Convert the data, from its first line through the line that contains "[75,69,92,79]", into a JSON list of strings with one string per line, omitting any blank lines.

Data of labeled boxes
===

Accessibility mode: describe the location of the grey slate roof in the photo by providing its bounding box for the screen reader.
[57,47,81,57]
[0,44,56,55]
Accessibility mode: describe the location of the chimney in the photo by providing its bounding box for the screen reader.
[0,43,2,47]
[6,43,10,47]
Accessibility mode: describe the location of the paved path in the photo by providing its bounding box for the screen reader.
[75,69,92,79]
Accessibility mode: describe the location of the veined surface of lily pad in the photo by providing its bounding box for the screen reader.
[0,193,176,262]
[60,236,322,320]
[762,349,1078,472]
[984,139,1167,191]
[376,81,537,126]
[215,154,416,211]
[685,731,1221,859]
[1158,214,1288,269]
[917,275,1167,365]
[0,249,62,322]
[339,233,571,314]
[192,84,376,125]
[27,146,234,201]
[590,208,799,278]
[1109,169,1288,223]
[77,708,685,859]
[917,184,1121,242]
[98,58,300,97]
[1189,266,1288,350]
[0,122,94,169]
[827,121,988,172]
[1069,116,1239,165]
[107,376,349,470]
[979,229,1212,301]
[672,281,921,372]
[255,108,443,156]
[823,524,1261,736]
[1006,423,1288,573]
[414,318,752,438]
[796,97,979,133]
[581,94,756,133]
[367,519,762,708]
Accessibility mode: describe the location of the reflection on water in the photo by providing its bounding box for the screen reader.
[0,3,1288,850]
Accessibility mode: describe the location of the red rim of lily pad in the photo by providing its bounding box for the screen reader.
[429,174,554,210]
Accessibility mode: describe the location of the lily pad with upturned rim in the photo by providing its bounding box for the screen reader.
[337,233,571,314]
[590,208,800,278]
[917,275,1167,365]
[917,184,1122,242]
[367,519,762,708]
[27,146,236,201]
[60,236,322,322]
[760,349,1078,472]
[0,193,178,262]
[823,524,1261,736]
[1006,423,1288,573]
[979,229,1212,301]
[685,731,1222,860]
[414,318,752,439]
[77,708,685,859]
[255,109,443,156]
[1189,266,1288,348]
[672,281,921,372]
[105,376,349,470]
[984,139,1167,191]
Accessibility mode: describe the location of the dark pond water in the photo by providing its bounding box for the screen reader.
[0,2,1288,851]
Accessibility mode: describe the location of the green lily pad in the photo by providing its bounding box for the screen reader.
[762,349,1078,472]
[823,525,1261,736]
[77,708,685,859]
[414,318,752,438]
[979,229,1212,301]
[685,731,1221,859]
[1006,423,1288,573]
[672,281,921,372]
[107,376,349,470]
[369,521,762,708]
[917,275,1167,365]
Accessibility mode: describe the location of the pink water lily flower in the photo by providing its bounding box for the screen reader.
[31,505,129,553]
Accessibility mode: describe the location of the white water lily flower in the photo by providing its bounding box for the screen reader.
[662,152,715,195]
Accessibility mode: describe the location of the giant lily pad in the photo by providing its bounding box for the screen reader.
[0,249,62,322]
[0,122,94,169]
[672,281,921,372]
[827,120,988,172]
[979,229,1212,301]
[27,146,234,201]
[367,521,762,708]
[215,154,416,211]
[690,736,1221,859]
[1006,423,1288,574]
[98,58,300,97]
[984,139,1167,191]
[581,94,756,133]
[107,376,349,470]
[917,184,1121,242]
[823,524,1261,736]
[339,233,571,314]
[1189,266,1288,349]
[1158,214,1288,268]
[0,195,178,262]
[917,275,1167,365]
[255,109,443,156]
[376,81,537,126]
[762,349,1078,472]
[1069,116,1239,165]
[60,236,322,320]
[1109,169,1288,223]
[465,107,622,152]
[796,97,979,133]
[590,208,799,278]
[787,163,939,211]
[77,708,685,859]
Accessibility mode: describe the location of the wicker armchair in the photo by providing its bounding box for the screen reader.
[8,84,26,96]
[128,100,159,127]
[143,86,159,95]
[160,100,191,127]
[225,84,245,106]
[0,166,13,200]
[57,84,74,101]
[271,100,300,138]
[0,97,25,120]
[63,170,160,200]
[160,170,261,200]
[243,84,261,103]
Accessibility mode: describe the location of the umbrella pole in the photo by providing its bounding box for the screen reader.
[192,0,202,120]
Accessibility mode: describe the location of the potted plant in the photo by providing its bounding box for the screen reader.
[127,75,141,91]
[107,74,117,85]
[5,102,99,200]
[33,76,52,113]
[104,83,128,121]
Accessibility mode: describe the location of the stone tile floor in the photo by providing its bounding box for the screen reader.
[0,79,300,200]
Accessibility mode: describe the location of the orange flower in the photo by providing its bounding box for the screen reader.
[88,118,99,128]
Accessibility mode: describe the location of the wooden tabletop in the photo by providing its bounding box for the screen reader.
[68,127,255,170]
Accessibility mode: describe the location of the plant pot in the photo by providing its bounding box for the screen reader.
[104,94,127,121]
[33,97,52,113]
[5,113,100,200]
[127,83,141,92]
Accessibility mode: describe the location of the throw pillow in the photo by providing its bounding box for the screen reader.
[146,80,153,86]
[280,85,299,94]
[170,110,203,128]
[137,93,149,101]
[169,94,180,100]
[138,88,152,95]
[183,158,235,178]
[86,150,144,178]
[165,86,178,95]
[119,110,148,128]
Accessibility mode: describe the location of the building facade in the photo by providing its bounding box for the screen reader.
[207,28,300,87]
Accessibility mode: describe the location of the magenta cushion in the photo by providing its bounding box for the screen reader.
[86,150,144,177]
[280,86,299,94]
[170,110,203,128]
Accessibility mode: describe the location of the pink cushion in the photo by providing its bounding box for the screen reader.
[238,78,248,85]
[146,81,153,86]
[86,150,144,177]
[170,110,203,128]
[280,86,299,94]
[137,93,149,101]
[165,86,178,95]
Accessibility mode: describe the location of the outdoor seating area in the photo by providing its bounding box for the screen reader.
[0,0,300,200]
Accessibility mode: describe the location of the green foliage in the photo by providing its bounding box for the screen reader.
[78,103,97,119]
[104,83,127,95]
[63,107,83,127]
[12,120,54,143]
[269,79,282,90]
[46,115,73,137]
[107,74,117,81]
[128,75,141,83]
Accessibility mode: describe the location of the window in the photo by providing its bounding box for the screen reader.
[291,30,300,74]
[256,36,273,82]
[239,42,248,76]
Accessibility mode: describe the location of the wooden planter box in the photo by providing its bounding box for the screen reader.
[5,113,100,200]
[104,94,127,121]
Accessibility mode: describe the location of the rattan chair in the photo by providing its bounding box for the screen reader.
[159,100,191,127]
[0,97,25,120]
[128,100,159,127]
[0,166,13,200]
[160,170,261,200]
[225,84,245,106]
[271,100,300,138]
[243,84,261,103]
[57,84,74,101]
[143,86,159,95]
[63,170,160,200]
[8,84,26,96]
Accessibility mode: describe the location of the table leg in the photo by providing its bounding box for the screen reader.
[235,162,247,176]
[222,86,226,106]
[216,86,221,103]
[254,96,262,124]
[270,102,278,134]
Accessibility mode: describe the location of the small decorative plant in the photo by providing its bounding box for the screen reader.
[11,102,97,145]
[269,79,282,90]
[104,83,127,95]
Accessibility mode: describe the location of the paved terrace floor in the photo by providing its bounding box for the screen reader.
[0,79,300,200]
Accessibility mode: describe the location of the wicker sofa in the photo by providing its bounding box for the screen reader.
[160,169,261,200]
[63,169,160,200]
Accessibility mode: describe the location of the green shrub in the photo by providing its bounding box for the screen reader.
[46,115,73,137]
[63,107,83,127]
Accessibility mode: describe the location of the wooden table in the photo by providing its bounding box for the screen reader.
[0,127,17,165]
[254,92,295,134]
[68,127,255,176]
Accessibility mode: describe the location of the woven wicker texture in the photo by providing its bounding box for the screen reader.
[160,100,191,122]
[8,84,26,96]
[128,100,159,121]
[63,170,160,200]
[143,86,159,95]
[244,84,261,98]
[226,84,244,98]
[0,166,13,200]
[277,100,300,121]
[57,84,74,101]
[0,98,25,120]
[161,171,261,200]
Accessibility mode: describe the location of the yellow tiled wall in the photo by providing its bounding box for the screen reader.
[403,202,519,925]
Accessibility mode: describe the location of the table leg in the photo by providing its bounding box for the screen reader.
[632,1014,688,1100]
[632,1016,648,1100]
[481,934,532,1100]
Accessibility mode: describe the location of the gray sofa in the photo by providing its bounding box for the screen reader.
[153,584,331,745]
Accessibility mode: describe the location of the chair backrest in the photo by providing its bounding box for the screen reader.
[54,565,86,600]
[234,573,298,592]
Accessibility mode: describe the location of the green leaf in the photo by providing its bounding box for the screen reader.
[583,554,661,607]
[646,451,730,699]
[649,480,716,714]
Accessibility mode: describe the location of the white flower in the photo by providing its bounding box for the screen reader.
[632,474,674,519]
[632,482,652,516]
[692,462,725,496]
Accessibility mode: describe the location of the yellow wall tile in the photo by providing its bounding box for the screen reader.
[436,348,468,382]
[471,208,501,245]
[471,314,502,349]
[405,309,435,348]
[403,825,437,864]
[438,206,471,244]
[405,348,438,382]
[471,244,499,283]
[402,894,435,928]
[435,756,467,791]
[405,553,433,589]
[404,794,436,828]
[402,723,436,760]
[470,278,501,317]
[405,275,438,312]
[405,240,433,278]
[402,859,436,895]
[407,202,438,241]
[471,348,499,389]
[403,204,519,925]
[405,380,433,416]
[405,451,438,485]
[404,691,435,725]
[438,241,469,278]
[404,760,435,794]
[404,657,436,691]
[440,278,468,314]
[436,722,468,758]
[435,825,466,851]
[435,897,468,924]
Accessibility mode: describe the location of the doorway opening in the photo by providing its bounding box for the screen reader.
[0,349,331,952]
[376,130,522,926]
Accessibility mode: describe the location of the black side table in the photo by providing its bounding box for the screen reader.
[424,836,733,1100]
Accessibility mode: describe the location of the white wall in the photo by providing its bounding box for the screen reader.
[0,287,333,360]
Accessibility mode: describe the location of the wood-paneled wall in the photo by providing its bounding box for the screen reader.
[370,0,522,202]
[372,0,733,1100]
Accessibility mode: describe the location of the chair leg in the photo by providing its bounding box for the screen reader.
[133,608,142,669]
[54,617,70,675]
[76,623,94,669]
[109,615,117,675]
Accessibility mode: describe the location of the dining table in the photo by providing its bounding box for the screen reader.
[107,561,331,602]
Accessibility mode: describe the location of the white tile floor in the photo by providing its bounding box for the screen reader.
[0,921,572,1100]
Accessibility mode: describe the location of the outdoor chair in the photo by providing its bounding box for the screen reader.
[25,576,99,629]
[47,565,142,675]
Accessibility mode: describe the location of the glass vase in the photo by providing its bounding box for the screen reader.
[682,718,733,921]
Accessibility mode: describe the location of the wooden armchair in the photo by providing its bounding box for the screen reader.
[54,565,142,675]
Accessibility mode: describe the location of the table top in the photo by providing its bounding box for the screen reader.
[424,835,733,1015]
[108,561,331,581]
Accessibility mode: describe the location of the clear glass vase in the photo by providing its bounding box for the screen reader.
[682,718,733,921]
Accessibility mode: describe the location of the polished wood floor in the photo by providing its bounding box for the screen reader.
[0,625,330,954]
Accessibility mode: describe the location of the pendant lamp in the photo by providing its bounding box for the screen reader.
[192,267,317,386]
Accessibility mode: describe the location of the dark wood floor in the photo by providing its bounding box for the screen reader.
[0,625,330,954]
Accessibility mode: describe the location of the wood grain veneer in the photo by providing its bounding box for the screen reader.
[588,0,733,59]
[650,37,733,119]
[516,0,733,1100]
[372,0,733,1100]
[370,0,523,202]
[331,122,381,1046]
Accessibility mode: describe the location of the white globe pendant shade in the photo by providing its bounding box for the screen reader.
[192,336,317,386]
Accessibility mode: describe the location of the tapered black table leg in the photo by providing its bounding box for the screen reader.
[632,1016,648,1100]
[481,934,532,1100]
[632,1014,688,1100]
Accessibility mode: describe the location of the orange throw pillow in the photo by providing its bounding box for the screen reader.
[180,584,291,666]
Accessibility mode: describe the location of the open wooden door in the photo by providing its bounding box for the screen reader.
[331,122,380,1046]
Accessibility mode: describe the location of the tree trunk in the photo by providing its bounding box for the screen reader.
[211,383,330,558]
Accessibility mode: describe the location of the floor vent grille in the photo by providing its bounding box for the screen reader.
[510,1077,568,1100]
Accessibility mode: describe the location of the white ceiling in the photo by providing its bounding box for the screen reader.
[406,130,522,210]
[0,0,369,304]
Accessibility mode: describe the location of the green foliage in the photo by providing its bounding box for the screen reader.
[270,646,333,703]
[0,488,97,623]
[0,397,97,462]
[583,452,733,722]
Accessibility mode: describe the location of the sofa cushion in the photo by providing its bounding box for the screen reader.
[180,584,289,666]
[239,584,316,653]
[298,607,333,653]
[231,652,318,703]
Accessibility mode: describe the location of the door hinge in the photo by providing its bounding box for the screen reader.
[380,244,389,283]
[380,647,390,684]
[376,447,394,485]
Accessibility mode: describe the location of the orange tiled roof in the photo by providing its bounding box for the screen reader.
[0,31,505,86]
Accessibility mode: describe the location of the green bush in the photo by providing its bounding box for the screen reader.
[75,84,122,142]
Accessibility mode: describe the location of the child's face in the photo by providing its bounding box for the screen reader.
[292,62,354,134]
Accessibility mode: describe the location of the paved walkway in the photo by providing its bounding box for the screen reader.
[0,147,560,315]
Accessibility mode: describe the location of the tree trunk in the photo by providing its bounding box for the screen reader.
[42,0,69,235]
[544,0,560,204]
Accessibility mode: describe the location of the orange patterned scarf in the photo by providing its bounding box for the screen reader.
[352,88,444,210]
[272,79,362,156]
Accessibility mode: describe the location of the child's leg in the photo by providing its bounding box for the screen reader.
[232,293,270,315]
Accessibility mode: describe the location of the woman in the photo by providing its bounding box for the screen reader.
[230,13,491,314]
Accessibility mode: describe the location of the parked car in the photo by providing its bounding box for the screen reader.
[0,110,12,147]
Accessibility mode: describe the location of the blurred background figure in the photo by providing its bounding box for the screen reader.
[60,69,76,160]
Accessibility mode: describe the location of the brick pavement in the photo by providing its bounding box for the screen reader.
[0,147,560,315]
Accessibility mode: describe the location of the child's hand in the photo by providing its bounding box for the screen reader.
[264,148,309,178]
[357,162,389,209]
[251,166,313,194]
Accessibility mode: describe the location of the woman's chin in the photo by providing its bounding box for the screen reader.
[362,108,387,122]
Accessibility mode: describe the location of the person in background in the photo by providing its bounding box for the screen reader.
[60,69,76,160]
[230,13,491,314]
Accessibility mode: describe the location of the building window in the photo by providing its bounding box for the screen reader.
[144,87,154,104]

===

* Final answer:
[
  "Accessibility mode: describe the location of the grey slate roof in the photo by providing its bounding box for the screen reader.",
  "[57,47,81,57]",
  "[0,44,56,55]",
  "Accessibility mode: describe the location of the chimney in the photo by providing its bounding box for the screen reader.",
  "[0,43,2,47]",
  "[6,43,10,47]",
  "Accessibility mode: describe the location of the paved path in the photo by providing its bounding box for the screen reader.",
  "[75,69,92,79]"
]